WORK ITEM: Please copy the lines below, exactly as they are, from the one with "pin the blurred stone" through the one with "x=613, y=296", and leave out the pictures.

RECORDS TO PROCESS:

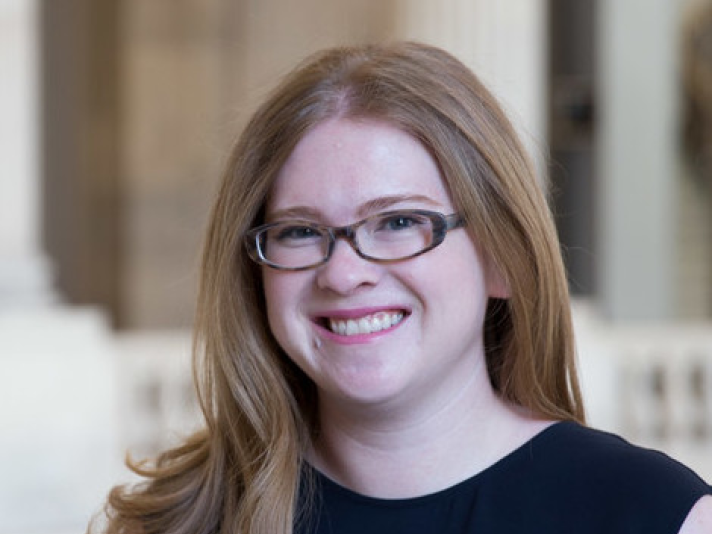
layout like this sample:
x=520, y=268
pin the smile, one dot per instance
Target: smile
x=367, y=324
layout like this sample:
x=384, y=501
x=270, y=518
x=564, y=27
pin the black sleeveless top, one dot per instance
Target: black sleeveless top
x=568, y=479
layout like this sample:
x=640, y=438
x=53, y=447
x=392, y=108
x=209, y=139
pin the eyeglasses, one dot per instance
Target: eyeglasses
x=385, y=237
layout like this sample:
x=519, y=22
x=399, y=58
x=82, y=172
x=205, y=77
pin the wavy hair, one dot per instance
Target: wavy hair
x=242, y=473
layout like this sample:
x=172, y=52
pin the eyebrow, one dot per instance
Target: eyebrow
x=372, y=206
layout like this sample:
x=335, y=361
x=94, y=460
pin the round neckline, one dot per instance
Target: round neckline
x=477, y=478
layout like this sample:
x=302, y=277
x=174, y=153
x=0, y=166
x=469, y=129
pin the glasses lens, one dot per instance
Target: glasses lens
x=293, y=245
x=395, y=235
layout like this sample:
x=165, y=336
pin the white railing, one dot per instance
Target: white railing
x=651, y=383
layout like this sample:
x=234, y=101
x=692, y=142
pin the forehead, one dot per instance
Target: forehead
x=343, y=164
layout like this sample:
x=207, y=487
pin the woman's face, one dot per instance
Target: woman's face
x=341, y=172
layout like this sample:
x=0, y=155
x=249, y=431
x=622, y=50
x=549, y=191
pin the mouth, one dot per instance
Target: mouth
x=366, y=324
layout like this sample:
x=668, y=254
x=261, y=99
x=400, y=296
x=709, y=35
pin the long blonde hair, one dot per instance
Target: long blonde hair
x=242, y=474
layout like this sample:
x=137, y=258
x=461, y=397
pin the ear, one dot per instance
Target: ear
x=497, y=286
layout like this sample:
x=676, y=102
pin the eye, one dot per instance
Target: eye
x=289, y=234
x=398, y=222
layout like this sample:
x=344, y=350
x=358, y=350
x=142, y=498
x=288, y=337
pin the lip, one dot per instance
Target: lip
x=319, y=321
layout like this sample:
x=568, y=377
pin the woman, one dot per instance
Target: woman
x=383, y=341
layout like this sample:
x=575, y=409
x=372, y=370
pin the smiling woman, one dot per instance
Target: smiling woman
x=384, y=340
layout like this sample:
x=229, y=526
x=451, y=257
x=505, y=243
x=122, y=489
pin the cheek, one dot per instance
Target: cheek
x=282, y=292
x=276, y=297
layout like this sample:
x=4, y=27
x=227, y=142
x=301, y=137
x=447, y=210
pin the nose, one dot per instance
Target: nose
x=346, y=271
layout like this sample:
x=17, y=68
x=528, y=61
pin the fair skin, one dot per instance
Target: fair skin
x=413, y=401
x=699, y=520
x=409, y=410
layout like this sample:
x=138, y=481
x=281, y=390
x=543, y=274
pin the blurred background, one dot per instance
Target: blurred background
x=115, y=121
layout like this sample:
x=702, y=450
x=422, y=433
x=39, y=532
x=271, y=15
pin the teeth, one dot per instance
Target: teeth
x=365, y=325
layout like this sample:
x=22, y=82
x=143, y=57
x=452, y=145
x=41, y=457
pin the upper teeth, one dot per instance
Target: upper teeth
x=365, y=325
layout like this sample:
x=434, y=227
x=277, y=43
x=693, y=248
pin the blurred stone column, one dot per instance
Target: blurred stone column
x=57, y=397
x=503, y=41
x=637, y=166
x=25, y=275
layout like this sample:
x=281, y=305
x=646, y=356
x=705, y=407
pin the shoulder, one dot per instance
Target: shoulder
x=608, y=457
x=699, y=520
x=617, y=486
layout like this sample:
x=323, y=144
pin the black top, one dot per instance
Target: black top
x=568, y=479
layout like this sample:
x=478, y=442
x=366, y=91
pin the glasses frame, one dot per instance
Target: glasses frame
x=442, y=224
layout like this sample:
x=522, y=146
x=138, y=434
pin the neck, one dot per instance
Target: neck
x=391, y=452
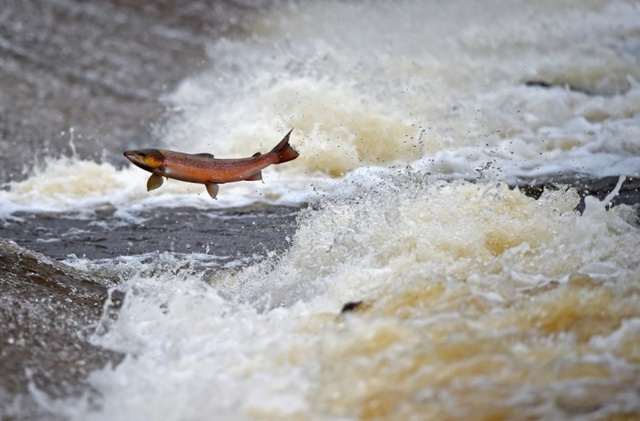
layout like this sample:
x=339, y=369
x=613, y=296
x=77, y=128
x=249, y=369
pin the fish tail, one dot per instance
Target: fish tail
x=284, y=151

SOLUTION:
pin the blurred stone column, one dot per instance
Target: blurred stone column
x=57, y=397
x=503, y=41
x=637, y=166
x=25, y=275
layout like this sample:
x=281, y=305
x=646, y=356
x=705, y=407
pin the shoulder, one dot per instance
Target: shoulder
x=608, y=457
x=699, y=520
x=617, y=486
layout like this sample:
x=323, y=144
pin the black top, one dot per instance
Target: black top
x=568, y=479
layout like this sample:
x=478, y=442
x=366, y=91
pin the glasses frame, one dot per instance
Target: glasses frame
x=442, y=224
layout like this sample:
x=522, y=146
x=138, y=434
pin the neck, one dot per instance
Target: neck
x=391, y=452
layout like this sample:
x=339, y=369
x=613, y=296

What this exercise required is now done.